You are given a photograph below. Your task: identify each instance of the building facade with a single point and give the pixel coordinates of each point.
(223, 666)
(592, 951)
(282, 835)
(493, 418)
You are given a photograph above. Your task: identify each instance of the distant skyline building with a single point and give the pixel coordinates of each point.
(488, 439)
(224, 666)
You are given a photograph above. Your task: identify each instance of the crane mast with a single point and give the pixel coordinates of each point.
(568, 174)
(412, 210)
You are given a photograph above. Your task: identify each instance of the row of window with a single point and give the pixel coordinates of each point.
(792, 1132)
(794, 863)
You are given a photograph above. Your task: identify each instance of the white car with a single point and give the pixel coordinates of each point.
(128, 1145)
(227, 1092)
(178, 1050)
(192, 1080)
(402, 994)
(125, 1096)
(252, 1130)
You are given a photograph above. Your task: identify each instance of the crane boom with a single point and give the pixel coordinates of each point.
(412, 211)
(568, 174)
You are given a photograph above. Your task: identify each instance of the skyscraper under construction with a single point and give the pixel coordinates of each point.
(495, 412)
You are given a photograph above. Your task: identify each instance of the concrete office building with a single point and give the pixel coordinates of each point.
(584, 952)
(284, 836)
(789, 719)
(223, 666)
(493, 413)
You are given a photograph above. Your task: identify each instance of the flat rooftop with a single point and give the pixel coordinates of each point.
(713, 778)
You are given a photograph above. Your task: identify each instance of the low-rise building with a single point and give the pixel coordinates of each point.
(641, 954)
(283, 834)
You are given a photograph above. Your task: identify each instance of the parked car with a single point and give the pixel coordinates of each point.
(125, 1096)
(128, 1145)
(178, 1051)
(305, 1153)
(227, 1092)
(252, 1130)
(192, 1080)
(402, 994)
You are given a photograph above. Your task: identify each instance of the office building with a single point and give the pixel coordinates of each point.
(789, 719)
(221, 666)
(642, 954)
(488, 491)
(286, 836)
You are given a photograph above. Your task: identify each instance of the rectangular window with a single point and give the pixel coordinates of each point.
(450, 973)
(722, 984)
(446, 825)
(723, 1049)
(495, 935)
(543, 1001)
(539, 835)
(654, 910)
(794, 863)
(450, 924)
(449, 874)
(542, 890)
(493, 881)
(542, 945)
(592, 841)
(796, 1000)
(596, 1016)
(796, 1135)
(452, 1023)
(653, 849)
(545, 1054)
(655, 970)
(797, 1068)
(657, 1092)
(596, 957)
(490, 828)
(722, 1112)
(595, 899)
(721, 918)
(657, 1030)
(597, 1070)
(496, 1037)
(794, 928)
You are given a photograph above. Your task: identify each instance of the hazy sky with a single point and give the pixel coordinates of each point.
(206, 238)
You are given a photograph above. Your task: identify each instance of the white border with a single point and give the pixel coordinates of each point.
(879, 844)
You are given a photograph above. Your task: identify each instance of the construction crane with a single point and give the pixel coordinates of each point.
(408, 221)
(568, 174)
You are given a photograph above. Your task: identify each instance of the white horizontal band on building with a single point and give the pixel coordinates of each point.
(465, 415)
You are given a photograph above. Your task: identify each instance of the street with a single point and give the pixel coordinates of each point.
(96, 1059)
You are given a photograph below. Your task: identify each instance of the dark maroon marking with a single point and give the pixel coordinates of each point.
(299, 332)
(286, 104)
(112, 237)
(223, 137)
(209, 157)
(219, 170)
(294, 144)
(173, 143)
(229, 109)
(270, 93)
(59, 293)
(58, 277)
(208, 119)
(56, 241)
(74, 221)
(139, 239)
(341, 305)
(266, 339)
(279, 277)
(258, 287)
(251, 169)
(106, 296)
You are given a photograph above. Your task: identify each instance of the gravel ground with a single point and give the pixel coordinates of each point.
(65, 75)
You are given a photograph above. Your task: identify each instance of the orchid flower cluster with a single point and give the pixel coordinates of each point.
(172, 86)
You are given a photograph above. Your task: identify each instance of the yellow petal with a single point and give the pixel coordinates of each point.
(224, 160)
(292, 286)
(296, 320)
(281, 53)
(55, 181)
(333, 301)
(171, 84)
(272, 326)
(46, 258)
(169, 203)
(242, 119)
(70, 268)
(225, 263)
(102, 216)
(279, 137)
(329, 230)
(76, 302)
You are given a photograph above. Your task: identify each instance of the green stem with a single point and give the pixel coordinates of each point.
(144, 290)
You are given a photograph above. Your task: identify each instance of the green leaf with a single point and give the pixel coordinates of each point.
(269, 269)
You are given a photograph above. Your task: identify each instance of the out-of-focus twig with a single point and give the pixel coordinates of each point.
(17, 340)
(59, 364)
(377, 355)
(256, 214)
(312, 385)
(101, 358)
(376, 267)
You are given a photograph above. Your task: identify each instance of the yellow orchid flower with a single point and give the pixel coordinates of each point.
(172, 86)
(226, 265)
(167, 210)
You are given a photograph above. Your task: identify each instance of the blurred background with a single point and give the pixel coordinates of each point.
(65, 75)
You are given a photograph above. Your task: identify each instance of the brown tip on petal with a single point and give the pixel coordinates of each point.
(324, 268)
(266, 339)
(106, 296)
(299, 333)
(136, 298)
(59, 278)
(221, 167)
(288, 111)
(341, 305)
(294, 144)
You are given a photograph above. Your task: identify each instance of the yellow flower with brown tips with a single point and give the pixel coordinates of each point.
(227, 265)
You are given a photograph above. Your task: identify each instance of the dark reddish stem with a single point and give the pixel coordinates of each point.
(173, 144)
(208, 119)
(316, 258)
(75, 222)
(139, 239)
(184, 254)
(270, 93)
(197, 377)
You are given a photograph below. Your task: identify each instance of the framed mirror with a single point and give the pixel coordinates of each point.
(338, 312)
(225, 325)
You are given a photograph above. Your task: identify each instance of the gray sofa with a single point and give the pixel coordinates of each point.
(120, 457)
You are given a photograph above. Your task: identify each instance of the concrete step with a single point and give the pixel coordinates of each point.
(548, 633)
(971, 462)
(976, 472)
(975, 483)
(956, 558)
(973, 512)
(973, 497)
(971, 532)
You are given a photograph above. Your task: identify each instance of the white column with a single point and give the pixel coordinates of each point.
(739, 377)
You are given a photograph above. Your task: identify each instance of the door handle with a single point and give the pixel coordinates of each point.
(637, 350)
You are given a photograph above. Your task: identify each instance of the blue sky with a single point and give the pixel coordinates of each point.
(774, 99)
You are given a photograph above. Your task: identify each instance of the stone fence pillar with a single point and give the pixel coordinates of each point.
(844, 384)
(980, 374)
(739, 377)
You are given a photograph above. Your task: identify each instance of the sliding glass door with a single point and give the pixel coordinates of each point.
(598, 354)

EXERCISE INSTRUCTIONS: Transcribe the whole listing exactly.

FULL ANSWER:
You are given a photograph below. Your task: identify each instance of the building facade with a single point and give the pixel coordinates of each point.
(223, 666)
(592, 951)
(282, 835)
(493, 418)
You are given a photograph above. Your task: identify each instance of the distant skyline building with a single point and give the pixel coordinates of each point.
(488, 439)
(224, 666)
You are given a photograph above. Your task: identify each instance of the crane mast with a single point and give the pixel coordinates of each point.
(568, 174)
(412, 210)
You are given a photograph above. Your task: identify each instance of the row of window with a single point and give the pixel coordinates of each point.
(792, 1132)
(794, 863)
You are given a photograph above. Your task: identify each instance of the white car with a single point and give the pixel coordinates of each point.
(128, 1145)
(227, 1092)
(178, 1050)
(192, 1080)
(402, 994)
(125, 1096)
(252, 1130)
You are given a photograph above. Your task: identify each instance of the crane boom with a single point and give the pixel coordinates of each point.
(412, 211)
(568, 174)
You are given a photograph above. Your task: identify each instance of the skyscraper under construction with a single point and give the pixel coordinates of each point.
(495, 412)
You are given a photograph above. Your task: identify each instance of the concrete office building with a single point and give the pixel coordinates of each point.
(584, 952)
(284, 836)
(789, 719)
(223, 666)
(493, 413)
You are given a photograph above. Your task: identify each instance of the flat rooftop with a single point and give the pixel coordinates of each point.
(713, 778)
You are given a photograph above. Your task: identify each instance of the low-rise building with a single point and give the pixel coordinates of each point.
(641, 954)
(283, 834)
You are given a photograph above. Your task: identify each instance of the parked car with a single point and give the pixel coordinates of each point.
(125, 1096)
(128, 1145)
(178, 1051)
(305, 1153)
(227, 1092)
(252, 1130)
(192, 1080)
(402, 994)
You are given a photograph above. Your task: identify each instance of the office building with a single point and give the pixel coordinates of each point.
(789, 719)
(221, 666)
(642, 954)
(488, 491)
(286, 836)
You are given a photograph above. Your task: identify each instance of the rectangular window with a single point and give the pixel coordinates of each point.
(450, 973)
(722, 984)
(446, 825)
(723, 1049)
(495, 935)
(543, 1001)
(539, 835)
(654, 910)
(794, 863)
(450, 924)
(449, 874)
(542, 890)
(493, 881)
(542, 945)
(592, 841)
(796, 1000)
(596, 1016)
(796, 1135)
(452, 1023)
(653, 849)
(545, 1054)
(655, 970)
(797, 1068)
(657, 1092)
(596, 957)
(490, 828)
(722, 1112)
(595, 899)
(721, 918)
(657, 1030)
(597, 1070)
(496, 1037)
(794, 928)
You are given a photograph above. Your task: identify each instance of the hazy sky with a single point and give the pixel coordinates of each point.
(206, 238)
You are given a photograph above. Your task: identify each instance of the white border with a single point and give the pixel coordinates of each point.
(879, 844)
You are given a photograph above. Your task: identify each instance of the construction crane with a single point and give the pixel coordinates of each point.
(408, 221)
(568, 174)
You are given a photograph above. Your task: identify each instance of the white horizontal band on building with a single point and give the pixel coordinates of each point.
(465, 415)
You are given a photograph above. Your task: identify each instance of the street with a single point and give the pixel coordinates of each point.
(96, 1059)
You are given a photograph below. Your task: identify each instance of the dark maroon marking with a single point and give the pixel coordinates of each point.
(299, 332)
(286, 104)
(112, 237)
(223, 137)
(209, 157)
(219, 170)
(294, 144)
(173, 143)
(229, 109)
(270, 93)
(59, 293)
(58, 277)
(208, 119)
(56, 241)
(74, 221)
(139, 239)
(341, 305)
(266, 339)
(279, 277)
(258, 287)
(251, 169)
(106, 296)
You are given a photograph above. Your task: identify each instance of the gravel ground with a single point and give the pixel coordinates of each point.
(65, 75)
You are given a photograph above. Your task: identify each instance of the orchid flower cluster with a single point and give the pixel coordinates of each point.
(172, 86)
You are given a photograph above. Your task: identify each instance of the yellow petal with a single point and give the pixel coordinates of each point.
(224, 160)
(292, 286)
(296, 320)
(281, 53)
(55, 181)
(333, 301)
(171, 84)
(272, 326)
(46, 258)
(169, 203)
(242, 119)
(70, 268)
(225, 263)
(102, 216)
(279, 137)
(329, 230)
(76, 302)
You are given a photograph above. Your task: identify each instance of the green stem with a single point and give the pixel coordinates of each point.
(144, 290)
You are given a photograph above. Your task: identify each instance of the green leaf with a single point and give the pixel coordinates of each point.
(269, 269)
You are given a photograph above. Your task: identify each instance of the out-of-focus twig with a single point and give the pixel coordinates of each point.
(17, 340)
(59, 364)
(377, 355)
(256, 214)
(312, 385)
(101, 358)
(376, 267)
You are given a photograph above. Your task: identify each instance of the yellow orchid flower with a single point and give the pixel coordinates of each point.
(172, 86)
(226, 265)
(167, 210)
You are given a photograph above. Your task: identify each instance of the blurred background with a single point and give the pixel coordinates of each point.
(65, 75)
You are given a photograph above. Your task: identify each instance of the brown tip on petal with a single point and give the pixel coordinates of each point.
(324, 268)
(266, 339)
(106, 296)
(299, 333)
(136, 298)
(59, 278)
(221, 167)
(288, 111)
(341, 305)
(294, 144)
You are given a photograph above. Your task: identify each instance of the yellow flower with brown tips with a single point and give the pixel coordinates of each point.
(227, 265)
You are given a photograph above. Your task: identify each instance of the dark reddish stem with a single point and give the pixel coordinates of each point.
(173, 144)
(208, 119)
(316, 258)
(75, 222)
(139, 239)
(184, 254)
(270, 93)
(197, 377)
You are given a photograph below. Your task: identify each instance of the framed mirror with a single point and give the pixel coordinates of each point.
(338, 312)
(225, 325)
You are given a photograph above. Your task: identify each instance of the gray sofa with a single point and give the pixel coordinates of each point.
(120, 457)
You are given a photograph above. Your task: identify each instance of the concrete step with a single point and give the pixel coordinates of each point.
(548, 633)
(971, 462)
(976, 472)
(975, 483)
(956, 558)
(973, 512)
(973, 497)
(971, 532)
You are given a photograph above. Your task: identify each instance of the white column with a single point and give the pixel coordinates of each point.
(739, 377)
You are given a photograph above. Your task: identify each instance of the door handle with a single point and give the pixel coordinates of each point.
(637, 350)
You are given a photograph above. Your task: identify each instance of the blue sky with a single point and give the pixel coordinates of each point.
(774, 99)
You are given a photograph above. Your task: identify each instance of the stone fence pillar with a single point and give the pixel coordinates of each point.
(844, 384)
(980, 374)
(739, 377)
You are given a photograph above. Your task: identify each instance of the sliding glass door with a single point and give the pixel coordinates of each point.
(598, 354)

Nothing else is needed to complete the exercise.